## Exercise details
Pick out every line of the material below that contains the word "building".

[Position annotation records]
□ □ □

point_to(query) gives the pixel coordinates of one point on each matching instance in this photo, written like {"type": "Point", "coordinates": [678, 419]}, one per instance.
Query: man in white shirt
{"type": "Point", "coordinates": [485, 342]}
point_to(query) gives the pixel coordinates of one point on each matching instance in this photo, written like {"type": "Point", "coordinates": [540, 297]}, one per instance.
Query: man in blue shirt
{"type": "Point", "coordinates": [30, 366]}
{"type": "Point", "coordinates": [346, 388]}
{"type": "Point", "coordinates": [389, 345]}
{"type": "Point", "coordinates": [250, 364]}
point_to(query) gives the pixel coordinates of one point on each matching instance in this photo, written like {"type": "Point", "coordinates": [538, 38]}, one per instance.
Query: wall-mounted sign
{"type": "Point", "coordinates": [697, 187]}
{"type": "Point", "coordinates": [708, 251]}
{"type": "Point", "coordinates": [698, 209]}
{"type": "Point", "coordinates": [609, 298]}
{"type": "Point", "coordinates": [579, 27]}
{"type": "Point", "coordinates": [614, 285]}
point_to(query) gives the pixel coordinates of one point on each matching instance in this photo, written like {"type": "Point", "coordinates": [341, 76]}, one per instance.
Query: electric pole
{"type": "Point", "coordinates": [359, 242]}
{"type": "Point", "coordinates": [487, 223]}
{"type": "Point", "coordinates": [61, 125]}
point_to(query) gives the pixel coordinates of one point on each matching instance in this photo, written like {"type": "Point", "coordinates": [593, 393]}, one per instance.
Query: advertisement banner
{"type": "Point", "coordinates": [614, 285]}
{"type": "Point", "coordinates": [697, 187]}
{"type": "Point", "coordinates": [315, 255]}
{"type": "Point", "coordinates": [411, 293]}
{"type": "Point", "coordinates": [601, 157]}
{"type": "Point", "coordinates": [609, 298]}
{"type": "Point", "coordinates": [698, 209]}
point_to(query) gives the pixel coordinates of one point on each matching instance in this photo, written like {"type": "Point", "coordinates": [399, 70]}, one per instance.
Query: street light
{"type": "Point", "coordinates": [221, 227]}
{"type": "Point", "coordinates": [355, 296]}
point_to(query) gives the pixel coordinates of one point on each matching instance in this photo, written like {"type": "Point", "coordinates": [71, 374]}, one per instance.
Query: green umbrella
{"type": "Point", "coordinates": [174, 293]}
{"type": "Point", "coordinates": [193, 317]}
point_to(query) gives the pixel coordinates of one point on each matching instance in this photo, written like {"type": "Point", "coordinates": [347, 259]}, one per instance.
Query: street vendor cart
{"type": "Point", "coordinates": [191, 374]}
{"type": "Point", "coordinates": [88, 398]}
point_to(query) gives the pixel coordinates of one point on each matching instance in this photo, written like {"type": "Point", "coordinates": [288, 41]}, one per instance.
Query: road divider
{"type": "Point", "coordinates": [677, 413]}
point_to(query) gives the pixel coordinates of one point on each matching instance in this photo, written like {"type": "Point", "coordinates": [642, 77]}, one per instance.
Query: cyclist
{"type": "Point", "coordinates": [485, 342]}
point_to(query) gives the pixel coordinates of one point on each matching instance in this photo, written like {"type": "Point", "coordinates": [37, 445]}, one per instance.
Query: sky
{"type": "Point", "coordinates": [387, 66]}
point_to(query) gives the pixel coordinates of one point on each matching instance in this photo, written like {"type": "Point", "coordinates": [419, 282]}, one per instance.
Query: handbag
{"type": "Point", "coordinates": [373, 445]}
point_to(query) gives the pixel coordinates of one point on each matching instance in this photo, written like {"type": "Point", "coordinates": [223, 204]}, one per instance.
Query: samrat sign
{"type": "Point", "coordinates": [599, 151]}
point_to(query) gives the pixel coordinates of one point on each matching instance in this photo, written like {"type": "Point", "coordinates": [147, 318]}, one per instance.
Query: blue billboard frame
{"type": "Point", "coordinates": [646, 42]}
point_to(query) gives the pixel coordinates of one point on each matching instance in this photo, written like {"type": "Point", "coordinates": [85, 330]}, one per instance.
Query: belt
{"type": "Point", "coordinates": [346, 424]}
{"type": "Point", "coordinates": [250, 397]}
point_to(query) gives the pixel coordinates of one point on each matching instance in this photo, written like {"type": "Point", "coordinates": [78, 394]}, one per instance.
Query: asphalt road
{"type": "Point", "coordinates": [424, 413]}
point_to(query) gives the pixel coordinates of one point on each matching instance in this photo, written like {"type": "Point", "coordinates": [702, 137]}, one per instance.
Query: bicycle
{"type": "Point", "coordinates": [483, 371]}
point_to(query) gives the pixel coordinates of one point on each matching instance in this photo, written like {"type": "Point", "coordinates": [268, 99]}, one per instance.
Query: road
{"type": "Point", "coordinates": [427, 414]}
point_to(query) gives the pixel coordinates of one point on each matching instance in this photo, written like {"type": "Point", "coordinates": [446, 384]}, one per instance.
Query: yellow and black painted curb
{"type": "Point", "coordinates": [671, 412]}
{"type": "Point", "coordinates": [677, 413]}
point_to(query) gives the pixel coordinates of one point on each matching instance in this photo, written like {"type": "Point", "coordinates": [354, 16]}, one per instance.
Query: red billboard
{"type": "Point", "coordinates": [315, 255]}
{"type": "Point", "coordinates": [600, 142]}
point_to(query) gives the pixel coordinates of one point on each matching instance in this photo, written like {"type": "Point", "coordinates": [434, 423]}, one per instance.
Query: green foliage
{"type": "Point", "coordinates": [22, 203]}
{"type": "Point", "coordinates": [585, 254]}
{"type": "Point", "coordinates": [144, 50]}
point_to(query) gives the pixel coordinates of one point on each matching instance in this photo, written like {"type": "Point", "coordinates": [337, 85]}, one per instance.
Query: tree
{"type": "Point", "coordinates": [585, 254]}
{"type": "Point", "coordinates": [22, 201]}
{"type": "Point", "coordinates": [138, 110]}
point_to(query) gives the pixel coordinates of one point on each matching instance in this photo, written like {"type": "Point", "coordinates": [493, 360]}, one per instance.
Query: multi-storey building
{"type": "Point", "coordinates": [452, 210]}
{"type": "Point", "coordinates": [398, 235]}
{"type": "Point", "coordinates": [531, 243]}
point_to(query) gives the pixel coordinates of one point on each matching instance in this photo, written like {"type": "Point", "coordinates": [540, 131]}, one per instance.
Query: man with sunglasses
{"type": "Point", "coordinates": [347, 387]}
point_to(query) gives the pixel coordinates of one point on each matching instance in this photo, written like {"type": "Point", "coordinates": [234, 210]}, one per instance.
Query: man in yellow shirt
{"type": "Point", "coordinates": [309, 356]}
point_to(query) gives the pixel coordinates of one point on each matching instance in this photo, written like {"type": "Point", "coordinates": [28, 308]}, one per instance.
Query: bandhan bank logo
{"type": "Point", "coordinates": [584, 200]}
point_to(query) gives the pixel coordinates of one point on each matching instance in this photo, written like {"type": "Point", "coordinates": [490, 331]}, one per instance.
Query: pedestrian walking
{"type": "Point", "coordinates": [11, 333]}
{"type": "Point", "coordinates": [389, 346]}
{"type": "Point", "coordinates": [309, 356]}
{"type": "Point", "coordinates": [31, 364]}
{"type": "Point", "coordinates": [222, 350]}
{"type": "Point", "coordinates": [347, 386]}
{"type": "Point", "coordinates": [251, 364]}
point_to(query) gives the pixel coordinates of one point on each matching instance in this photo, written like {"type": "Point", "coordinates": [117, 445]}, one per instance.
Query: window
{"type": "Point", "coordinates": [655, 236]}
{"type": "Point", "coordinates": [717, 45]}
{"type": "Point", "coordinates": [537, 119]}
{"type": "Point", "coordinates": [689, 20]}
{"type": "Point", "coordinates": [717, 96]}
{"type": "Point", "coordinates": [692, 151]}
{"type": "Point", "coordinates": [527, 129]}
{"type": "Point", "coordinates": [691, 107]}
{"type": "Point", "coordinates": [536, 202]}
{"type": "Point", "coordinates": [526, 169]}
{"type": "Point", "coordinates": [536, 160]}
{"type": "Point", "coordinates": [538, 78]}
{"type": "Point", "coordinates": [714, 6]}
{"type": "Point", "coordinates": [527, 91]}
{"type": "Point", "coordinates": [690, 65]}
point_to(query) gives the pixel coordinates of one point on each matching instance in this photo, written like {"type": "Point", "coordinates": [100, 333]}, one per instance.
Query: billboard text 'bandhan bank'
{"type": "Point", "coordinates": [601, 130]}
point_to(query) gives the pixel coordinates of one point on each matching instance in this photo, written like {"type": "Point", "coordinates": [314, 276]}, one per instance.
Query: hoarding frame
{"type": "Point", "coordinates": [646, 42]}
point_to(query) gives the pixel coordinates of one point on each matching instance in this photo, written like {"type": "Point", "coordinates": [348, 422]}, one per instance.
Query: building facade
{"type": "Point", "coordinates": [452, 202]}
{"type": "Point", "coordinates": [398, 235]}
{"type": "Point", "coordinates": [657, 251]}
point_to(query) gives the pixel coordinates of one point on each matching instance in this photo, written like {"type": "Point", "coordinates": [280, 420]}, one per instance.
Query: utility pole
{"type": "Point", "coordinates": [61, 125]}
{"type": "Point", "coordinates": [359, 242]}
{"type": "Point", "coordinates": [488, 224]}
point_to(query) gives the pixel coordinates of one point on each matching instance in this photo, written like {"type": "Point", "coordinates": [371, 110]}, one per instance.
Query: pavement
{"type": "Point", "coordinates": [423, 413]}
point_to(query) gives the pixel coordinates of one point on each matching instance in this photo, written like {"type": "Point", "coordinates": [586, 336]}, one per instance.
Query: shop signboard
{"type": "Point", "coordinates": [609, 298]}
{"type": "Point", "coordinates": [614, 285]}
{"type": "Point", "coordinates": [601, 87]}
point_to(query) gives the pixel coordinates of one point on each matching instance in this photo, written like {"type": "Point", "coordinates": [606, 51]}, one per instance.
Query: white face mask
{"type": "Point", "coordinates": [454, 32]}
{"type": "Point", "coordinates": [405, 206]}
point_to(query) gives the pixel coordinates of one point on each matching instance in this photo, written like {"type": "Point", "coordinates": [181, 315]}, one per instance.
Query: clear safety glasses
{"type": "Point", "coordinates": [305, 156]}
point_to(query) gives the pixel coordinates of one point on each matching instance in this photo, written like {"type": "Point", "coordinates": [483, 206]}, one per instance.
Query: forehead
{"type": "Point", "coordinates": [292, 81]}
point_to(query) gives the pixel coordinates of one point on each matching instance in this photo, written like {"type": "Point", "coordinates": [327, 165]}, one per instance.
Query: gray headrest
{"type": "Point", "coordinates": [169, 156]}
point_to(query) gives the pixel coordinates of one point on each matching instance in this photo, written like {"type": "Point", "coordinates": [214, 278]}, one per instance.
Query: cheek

□ □ □

## Result for this task
Query: multi-storey building
Query: building facade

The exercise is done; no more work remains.